Given entries —
┌────────

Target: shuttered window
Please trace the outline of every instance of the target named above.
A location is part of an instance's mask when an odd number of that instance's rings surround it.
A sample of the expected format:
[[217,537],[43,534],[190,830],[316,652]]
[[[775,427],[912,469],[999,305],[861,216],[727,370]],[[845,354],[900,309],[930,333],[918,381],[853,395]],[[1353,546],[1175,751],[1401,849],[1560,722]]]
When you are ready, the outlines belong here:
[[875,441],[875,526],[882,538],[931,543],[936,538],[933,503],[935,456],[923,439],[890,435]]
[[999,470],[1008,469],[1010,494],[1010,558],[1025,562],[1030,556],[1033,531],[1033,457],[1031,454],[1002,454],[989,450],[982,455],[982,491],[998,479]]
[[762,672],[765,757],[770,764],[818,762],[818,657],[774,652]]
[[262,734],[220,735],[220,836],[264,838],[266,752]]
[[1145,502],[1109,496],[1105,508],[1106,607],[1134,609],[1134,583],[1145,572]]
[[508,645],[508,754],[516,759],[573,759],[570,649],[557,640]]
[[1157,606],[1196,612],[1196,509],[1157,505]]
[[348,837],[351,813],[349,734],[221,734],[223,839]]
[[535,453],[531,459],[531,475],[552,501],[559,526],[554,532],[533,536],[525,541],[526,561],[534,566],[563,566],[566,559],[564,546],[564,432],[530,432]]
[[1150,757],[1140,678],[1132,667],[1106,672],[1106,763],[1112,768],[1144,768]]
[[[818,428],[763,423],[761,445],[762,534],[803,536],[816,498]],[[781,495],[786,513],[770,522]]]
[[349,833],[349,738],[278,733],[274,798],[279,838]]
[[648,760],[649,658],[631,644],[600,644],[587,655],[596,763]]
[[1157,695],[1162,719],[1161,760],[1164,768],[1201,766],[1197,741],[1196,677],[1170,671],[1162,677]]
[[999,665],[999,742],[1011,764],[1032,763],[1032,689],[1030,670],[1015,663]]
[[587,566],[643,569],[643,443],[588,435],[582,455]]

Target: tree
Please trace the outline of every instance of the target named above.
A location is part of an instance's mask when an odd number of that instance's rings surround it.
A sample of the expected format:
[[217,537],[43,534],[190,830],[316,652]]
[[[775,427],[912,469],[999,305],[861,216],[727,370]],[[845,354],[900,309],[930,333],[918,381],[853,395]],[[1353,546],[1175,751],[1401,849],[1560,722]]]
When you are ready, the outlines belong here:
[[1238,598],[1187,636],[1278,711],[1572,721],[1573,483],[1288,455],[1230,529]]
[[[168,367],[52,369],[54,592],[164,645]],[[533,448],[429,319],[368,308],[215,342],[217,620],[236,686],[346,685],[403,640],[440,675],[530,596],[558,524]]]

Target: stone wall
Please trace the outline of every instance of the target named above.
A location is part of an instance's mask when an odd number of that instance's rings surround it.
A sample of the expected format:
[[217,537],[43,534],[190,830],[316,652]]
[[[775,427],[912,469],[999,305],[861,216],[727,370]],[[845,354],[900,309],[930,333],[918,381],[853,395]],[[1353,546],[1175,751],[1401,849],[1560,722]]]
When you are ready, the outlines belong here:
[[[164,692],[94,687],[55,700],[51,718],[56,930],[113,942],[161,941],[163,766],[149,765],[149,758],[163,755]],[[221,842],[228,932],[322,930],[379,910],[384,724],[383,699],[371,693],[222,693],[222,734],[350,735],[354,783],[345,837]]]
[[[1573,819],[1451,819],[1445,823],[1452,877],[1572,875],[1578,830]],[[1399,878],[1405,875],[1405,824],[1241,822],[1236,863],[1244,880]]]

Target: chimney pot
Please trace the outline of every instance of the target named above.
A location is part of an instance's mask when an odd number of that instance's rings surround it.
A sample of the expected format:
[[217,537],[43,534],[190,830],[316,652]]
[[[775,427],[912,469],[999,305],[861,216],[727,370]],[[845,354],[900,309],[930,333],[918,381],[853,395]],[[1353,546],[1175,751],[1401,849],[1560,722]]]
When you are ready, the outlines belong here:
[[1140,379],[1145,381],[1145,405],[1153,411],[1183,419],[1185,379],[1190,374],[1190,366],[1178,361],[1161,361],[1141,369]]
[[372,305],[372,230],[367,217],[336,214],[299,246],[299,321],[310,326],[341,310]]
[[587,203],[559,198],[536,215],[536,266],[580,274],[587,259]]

└────────

Exercise —
Could you set down every line above exactly as written?

Exercise answer —
Target: shuttered window
Please trace the outline of every instance of the target named above.
A location is part of an instance's mask when an odd number of that instance's rings surround it.
A sample of the expected format:
[[217,537],[43,534],[190,830],[316,652]]
[[[775,427],[912,469],[999,305],[861,216],[727,370]],[[845,354],[900,309],[930,333],[918,381],[853,395]],[[1353,546],[1175,751],[1401,849],[1560,722]]]
When you are ready, the outlines belong here:
[[875,441],[875,526],[882,538],[931,543],[936,538],[933,503],[935,456],[923,439],[890,435]]
[[999,470],[1008,469],[1010,494],[1010,558],[1025,562],[1030,556],[1033,531],[1033,457],[1031,454],[1002,454],[989,450],[982,455],[982,491],[998,479]]
[[762,672],[765,757],[770,764],[818,762],[818,657],[774,652]]
[[262,734],[220,735],[220,836],[264,838],[266,752]]
[[1145,502],[1109,496],[1105,508],[1106,607],[1134,609],[1134,583],[1145,572]]
[[508,645],[508,754],[516,759],[573,759],[570,649],[557,640]]
[[1157,606],[1196,612],[1196,509],[1157,505]]
[[348,837],[351,813],[349,734],[221,734],[223,839]]
[[535,453],[531,459],[531,475],[552,501],[559,526],[554,532],[533,536],[525,541],[526,561],[534,566],[563,566],[566,559],[564,546],[564,432],[530,432]]
[[1150,757],[1140,678],[1132,667],[1106,672],[1106,763],[1112,768],[1144,768]]
[[[818,428],[763,423],[761,445],[762,534],[803,536],[816,498]],[[781,495],[786,513],[770,522]]]
[[349,833],[349,738],[278,733],[274,798],[279,838]]
[[648,760],[649,658],[631,644],[600,644],[587,655],[596,763]]
[[1157,695],[1162,719],[1161,760],[1164,768],[1201,766],[1197,741],[1196,677],[1170,671],[1162,677]]
[[999,665],[999,742],[1011,764],[1032,763],[1032,689],[1030,670],[1015,663]]
[[587,566],[643,569],[643,443],[588,435],[582,455]]

Target: tree
Please trace the outline of every instance of the target named above.
A location is part of an instance's mask when an odd number of that instance's rings surround it.
A sample of the expected format:
[[217,537],[43,534],[190,830],[316,652]]
[[[775,427],[912,469],[999,305],[861,216],[727,370]],[[845,354],[900,309],[930,333],[918,381],[853,395]],[[1353,546],[1175,751],[1401,849],[1560,722]]]
When you are ready, the outlines belong here:
[[1238,598],[1187,636],[1278,711],[1572,721],[1573,483],[1288,455],[1230,529]]
[[[168,367],[52,369],[54,592],[164,645]],[[533,448],[429,319],[368,308],[215,342],[217,620],[236,686],[346,685],[403,640],[440,675],[530,596],[558,524]]]

Target: stone wall
Please trace the outline of every instance of the target named above.
A location is part of an instance's mask when an odd number of that instance's rings surround it.
A sample of the expected format:
[[217,537],[43,534],[190,830],[316,652]]
[[[775,427],[912,469],[999,305],[861,216],[727,370]],[[845,354],[900,309],[930,333],[918,381],[853,395]],[[1353,546],[1175,751],[1401,849],[1560,722]]]
When you are ready, the outlines belong here:
[[[164,692],[94,687],[55,700],[51,718],[56,930],[113,942],[161,941],[163,766],[149,765],[149,758],[163,755]],[[221,842],[228,932],[322,930],[379,910],[384,724],[383,699],[371,693],[222,693],[222,734],[350,735],[354,783],[345,837]]]
[[[1573,819],[1451,819],[1445,823],[1452,877],[1572,875],[1578,830]],[[1399,878],[1405,875],[1405,824],[1241,822],[1236,863],[1244,880]]]

Target: chimney pot
Please trace the outline of every instance of the target named above.
A location is part of an instance's mask when an odd number of that instance's rings surround it.
A sample of the expected format:
[[217,537],[43,534],[190,830],[316,652]]
[[[775,427],[912,469],[999,305],[861,216],[727,370]],[[845,354],[900,309],[930,333],[918,381],[853,395]],[[1353,546],[1175,751],[1401,849],[1560,722]]]
When you are ready, the outlines belong here:
[[1140,379],[1145,381],[1145,405],[1153,411],[1183,419],[1185,379],[1190,374],[1190,366],[1178,361],[1161,361],[1141,369]]
[[372,305],[372,230],[367,217],[336,214],[299,246],[299,321],[310,326],[341,310]]
[[587,203],[559,198],[536,215],[536,266],[580,274],[587,259]]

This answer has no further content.